What is being asked: Restate each entry below without changing a word.
= Beginning of Section =
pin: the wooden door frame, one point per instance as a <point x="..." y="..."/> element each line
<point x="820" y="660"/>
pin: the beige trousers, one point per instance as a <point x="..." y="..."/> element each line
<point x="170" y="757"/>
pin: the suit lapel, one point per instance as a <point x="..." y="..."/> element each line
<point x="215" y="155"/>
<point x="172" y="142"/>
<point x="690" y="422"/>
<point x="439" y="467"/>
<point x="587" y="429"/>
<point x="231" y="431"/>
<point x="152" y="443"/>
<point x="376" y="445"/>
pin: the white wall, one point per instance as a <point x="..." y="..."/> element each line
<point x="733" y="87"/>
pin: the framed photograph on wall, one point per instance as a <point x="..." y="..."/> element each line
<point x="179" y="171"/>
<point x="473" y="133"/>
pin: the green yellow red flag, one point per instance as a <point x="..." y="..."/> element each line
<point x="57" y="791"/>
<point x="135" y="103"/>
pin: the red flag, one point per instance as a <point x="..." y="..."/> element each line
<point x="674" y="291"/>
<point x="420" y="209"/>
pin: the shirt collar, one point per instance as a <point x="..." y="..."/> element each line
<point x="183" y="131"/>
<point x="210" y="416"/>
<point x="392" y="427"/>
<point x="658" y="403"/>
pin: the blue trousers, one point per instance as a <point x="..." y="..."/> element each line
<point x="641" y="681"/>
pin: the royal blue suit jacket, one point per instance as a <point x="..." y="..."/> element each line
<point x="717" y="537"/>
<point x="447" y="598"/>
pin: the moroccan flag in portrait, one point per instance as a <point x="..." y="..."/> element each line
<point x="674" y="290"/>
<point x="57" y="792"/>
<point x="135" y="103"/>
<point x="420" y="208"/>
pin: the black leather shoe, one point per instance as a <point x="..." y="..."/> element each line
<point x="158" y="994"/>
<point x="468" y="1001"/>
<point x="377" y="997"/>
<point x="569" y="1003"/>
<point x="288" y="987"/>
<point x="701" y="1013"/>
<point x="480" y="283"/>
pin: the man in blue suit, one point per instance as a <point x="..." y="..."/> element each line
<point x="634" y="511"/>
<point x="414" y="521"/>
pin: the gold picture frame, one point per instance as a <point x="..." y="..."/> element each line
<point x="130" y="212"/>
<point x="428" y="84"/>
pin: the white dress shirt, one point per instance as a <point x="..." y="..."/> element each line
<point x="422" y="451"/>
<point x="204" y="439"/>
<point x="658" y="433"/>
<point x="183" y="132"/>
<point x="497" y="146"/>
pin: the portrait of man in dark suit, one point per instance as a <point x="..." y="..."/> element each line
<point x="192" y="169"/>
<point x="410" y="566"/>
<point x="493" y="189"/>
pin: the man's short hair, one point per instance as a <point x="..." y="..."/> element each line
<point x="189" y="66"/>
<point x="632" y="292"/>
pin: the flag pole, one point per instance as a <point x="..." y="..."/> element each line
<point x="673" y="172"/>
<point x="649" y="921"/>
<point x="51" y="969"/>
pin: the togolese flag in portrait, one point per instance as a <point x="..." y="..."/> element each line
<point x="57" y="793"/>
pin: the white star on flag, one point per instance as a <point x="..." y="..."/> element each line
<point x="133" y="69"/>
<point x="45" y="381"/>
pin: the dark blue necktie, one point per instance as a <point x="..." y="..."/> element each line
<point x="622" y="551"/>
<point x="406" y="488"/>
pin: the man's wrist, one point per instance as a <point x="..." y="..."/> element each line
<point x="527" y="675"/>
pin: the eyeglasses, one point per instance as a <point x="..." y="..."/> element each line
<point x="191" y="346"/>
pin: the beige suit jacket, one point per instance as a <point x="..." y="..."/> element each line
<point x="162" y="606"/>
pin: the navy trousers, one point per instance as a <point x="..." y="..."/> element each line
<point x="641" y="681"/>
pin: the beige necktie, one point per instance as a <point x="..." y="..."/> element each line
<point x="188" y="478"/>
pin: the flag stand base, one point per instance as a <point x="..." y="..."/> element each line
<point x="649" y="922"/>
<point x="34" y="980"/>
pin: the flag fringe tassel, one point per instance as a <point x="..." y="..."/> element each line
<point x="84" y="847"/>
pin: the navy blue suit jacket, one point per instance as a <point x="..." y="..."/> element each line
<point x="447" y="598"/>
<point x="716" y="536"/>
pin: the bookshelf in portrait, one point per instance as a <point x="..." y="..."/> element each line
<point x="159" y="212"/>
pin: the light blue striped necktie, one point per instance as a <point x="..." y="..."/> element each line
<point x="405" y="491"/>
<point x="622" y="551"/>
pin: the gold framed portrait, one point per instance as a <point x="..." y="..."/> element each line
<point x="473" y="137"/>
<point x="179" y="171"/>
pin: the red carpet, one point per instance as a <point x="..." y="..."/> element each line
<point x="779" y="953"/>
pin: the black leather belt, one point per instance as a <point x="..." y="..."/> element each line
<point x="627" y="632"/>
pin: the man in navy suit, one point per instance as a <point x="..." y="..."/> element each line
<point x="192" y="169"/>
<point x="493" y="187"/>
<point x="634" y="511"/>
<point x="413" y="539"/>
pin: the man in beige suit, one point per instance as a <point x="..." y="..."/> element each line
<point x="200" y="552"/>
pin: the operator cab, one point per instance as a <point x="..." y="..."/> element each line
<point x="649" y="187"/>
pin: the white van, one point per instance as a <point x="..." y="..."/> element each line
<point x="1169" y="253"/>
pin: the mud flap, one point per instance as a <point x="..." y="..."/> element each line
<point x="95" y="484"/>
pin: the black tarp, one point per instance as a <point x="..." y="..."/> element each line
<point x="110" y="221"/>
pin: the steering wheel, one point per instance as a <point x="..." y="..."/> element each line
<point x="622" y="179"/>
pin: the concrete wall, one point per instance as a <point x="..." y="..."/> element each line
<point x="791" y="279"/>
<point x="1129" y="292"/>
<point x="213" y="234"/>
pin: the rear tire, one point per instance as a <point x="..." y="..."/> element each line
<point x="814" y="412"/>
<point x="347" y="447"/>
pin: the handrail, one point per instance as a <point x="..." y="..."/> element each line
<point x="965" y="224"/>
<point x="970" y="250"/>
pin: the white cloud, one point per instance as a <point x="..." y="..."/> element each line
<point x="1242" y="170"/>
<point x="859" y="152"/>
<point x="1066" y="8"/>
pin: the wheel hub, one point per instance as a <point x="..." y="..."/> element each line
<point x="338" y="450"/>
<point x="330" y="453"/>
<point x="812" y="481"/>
= End of Section =
Output for this exercise:
pin: the wooden door frame, one point per instance as a <point x="..." y="..."/> element each line
<point x="820" y="660"/>
pin: the beige trousers, one point per instance as a <point x="..." y="..."/> element each line
<point x="170" y="757"/>
pin: the suit lapel, one point per instance as a <point x="..." y="..."/> element each line
<point x="215" y="155"/>
<point x="172" y="142"/>
<point x="690" y="422"/>
<point x="439" y="467"/>
<point x="587" y="429"/>
<point x="231" y="431"/>
<point x="152" y="443"/>
<point x="376" y="445"/>
pin: the white wall, one point per instance as a <point x="..." y="..."/> element each line
<point x="733" y="87"/>
pin: the framed photograph on wall, one point per instance as a <point x="..." y="..."/> element each line
<point x="179" y="171"/>
<point x="473" y="133"/>
pin: the green yellow red flag, one point per instance as a <point x="..." y="..."/> element each line
<point x="57" y="791"/>
<point x="135" y="103"/>
pin: the red flag, one point per instance as a <point x="..." y="..."/> element each line
<point x="674" y="291"/>
<point x="420" y="209"/>
pin: the shirt collar, one point per instance as a <point x="..." y="..."/> element each line
<point x="183" y="131"/>
<point x="210" y="416"/>
<point x="392" y="427"/>
<point x="658" y="403"/>
pin: the blue trousers, one point per instance as a <point x="..." y="..."/> element each line
<point x="641" y="681"/>
pin: the royal blue suit jacket, one point per instance as a <point x="..." y="..."/> element each line
<point x="717" y="537"/>
<point x="447" y="598"/>
pin: the moroccan flag in portrait, one point per instance as a <point x="..." y="..."/> element each line
<point x="674" y="290"/>
<point x="57" y="792"/>
<point x="135" y="103"/>
<point x="420" y="208"/>
pin: the black leather shoe, one point per instance as a <point x="..." y="..."/> element each line
<point x="158" y="994"/>
<point x="468" y="1001"/>
<point x="377" y="997"/>
<point x="569" y="1003"/>
<point x="288" y="987"/>
<point x="701" y="1013"/>
<point x="480" y="283"/>
pin: the man in blue suit, one point per instance as a <point x="..." y="..."/> element each line
<point x="634" y="511"/>
<point x="414" y="521"/>
pin: the gold picture frame, one point per instance as a <point x="..." y="..."/> element each line
<point x="130" y="212"/>
<point x="428" y="84"/>
pin: the white dress shirt, one point per instance as a <point x="..." y="..."/> element each line
<point x="422" y="451"/>
<point x="204" y="439"/>
<point x="658" y="433"/>
<point x="183" y="132"/>
<point x="497" y="146"/>
pin: the portrait of man in dark suit, one point per instance as a <point x="..." y="..."/> element each line
<point x="192" y="169"/>
<point x="410" y="566"/>
<point x="493" y="189"/>
pin: the man's short hair, one point per instance as a <point x="..." y="..."/> element each line
<point x="189" y="66"/>
<point x="632" y="292"/>
pin: the flag pole, one point per instance as a <point x="..." y="..."/> element each line
<point x="673" y="172"/>
<point x="649" y="921"/>
<point x="51" y="969"/>
pin: the togolese flag in portrait, one point per instance as a <point x="..." y="..."/> element each line
<point x="57" y="793"/>
pin: the white star on flag, one point per instance as a <point x="..." y="..."/> element each line
<point x="133" y="69"/>
<point x="45" y="381"/>
pin: the dark blue necktie, one point per instance as a <point x="..." y="..."/> element each line
<point x="622" y="551"/>
<point x="406" y="488"/>
pin: the man's wrist, one point per instance as a <point x="..." y="..."/> element each line
<point x="527" y="675"/>
pin: the eyeglasses, one point per instance as a <point x="..." y="..."/> element each line
<point x="191" y="346"/>
pin: the beige suit jacket, one point per instance as a <point x="..." y="..."/> element each line
<point x="162" y="606"/>
pin: the navy trousers, one point per instance as a <point x="..." y="..."/> element each line
<point x="641" y="681"/>
pin: the beige necktie, one point per instance as a <point x="..." y="..."/> element each line
<point x="188" y="478"/>
pin: the flag stand base, one point per instance as a <point x="..." y="..."/> element each line
<point x="649" y="922"/>
<point x="34" y="980"/>
pin: the flag fringe tassel, one point per instance as a <point x="..." y="..."/> element each line
<point x="84" y="847"/>
pin: the navy blue suit jacket, one point per instance as a <point x="..." y="..."/> element each line
<point x="447" y="598"/>
<point x="716" y="536"/>
pin: the bookshelf in portrait, one point per instance as a <point x="..." y="..."/> element each line
<point x="159" y="212"/>
pin: the light blue striped necktie, one point per instance as a <point x="..." y="..."/> element each line
<point x="405" y="491"/>
<point x="622" y="551"/>
pin: the gold framed portrait, one point per instance as a <point x="..." y="..."/> element each line
<point x="473" y="137"/>
<point x="179" y="171"/>
pin: the red carpet, one point per instance as a <point x="..." y="..."/> element each line
<point x="779" y="953"/>
pin: the black leather belt, one point per instance as a <point x="..." y="..."/> element each line
<point x="627" y="632"/>
pin: the man in navy suit, one point per instance as a <point x="..." y="..."/> element each line
<point x="192" y="169"/>
<point x="493" y="187"/>
<point x="634" y="511"/>
<point x="413" y="539"/>
pin: the man in beige suit, one point per instance as a <point x="..." y="..."/> element each line
<point x="200" y="552"/>
pin: the operator cab, one point per instance as a <point x="..." y="..."/> element each line
<point x="649" y="187"/>
pin: the white van, one point per instance as a <point x="..." y="..."/> element each line
<point x="1169" y="253"/>
pin: the mud flap, one point per instance as a <point x="..." y="..."/> element each line
<point x="95" y="484"/>
pin: the black tarp, one point per instance as a <point x="..." y="..."/> element each line
<point x="110" y="221"/>
pin: the steering wheel, one point per instance as a <point x="..." y="..."/> element each line
<point x="622" y="179"/>
pin: the concrete wall, one point per instance as a <point x="..." y="..."/> element each line
<point x="791" y="279"/>
<point x="1129" y="292"/>
<point x="213" y="234"/>
pin: the rear tire, one point per instance as a <point x="..." y="..."/> element each line
<point x="814" y="412"/>
<point x="347" y="447"/>
pin: the handrail, one point per instance as a <point x="..." y="..."/> element each line
<point x="965" y="224"/>
<point x="970" y="250"/>
pin: the white cloud, one point per instance as a <point x="..." y="..."/> element each line
<point x="1242" y="170"/>
<point x="859" y="152"/>
<point x="1066" y="8"/>
pin: the wheel hub, one point per instance as a <point x="..." y="..."/> element each line
<point x="338" y="450"/>
<point x="330" y="453"/>
<point x="812" y="481"/>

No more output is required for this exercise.